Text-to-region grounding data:
↓

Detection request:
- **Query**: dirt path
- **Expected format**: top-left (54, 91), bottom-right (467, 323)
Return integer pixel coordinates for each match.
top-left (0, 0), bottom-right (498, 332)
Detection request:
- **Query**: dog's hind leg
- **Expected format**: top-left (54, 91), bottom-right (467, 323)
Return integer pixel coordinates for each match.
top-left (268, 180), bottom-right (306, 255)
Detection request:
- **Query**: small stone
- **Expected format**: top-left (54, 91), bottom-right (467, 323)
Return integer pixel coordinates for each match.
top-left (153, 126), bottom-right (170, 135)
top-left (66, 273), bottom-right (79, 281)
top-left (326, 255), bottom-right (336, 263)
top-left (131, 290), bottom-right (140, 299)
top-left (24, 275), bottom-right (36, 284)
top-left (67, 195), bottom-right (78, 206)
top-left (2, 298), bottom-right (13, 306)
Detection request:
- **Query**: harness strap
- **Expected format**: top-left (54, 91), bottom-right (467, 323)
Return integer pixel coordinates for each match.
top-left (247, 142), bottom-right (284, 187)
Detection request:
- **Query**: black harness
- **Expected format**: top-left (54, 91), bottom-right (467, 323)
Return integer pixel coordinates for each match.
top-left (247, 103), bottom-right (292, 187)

↑

[What the task asks] Each line of the records above must be copied exactly.

[Solution to this problem]
Detection request:
- **Query**: dirt path
- **Expected format**: top-left (54, 91), bottom-right (467, 323)
Return integer pixel coordinates for each match.
top-left (0, 0), bottom-right (498, 332)
Detection request:
- **Query**: dog's hind leg
- **Expected format**: top-left (54, 91), bottom-right (467, 323)
Return integer pixel coordinates for each match.
top-left (268, 180), bottom-right (306, 255)
Detection request:
- **Query**: small stone
- **Expected format**: top-left (54, 91), bottom-right (467, 323)
Return integer pixel coordinates for each match.
top-left (153, 126), bottom-right (170, 135)
top-left (66, 273), bottom-right (79, 281)
top-left (326, 255), bottom-right (336, 263)
top-left (131, 290), bottom-right (140, 299)
top-left (24, 275), bottom-right (36, 284)
top-left (67, 195), bottom-right (78, 206)
top-left (2, 298), bottom-right (13, 306)
Detection request:
- **Query**: harness strap
- **Expected format**: top-left (54, 91), bottom-right (467, 323)
Return integer pixel coordinates for each match.
top-left (247, 142), bottom-right (284, 187)
Detection request:
- **Query**: black harness
- **Expected format**: top-left (54, 91), bottom-right (467, 323)
Return integer pixel coordinates for each match.
top-left (247, 103), bottom-right (292, 187)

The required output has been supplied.